### [WHAT IS BEING ASKED]
Could you rewrite the listing below, starting at the line that contains "Note: spot the backpack" and stopping after the line that contains "<point>261,103</point>", with "backpack strap" swapped for "shoulder strap" and nothing else altered?
------ SUPPLIED RECORDS ------
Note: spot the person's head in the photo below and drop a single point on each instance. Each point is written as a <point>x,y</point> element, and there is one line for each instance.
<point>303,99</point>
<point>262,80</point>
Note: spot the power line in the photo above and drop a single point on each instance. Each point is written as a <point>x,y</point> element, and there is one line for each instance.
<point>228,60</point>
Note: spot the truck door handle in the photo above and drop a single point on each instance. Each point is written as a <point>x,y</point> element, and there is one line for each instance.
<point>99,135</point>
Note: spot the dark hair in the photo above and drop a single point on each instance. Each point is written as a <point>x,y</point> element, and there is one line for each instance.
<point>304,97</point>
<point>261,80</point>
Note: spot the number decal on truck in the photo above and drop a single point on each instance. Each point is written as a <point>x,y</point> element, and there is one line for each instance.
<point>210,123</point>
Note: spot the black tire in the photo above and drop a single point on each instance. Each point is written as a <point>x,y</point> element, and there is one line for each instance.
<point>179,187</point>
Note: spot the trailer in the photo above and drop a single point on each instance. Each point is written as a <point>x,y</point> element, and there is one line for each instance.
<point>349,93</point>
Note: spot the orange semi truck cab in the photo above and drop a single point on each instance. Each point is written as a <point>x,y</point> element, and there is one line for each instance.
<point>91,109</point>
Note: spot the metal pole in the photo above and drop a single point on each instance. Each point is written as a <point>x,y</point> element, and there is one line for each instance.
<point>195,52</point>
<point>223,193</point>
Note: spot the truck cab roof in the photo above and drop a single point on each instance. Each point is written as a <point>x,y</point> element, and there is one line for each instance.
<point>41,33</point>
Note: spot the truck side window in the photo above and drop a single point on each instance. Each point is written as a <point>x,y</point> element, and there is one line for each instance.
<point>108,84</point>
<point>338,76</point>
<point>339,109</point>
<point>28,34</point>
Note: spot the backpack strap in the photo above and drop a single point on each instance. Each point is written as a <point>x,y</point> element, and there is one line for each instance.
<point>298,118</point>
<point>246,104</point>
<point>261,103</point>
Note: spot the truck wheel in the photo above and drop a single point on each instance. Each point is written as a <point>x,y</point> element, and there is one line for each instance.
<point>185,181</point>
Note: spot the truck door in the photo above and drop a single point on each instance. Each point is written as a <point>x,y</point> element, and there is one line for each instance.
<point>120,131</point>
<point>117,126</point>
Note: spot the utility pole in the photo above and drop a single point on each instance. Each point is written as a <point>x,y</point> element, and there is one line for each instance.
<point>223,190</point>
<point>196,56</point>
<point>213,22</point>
------
### [CORRECT RESULT]
Note: spot the shoulder strap in the photo above and drop a single point on each instance. Each point is written as a <point>x,y</point> element, and there is one line for each instance.
<point>298,118</point>
<point>246,104</point>
<point>261,103</point>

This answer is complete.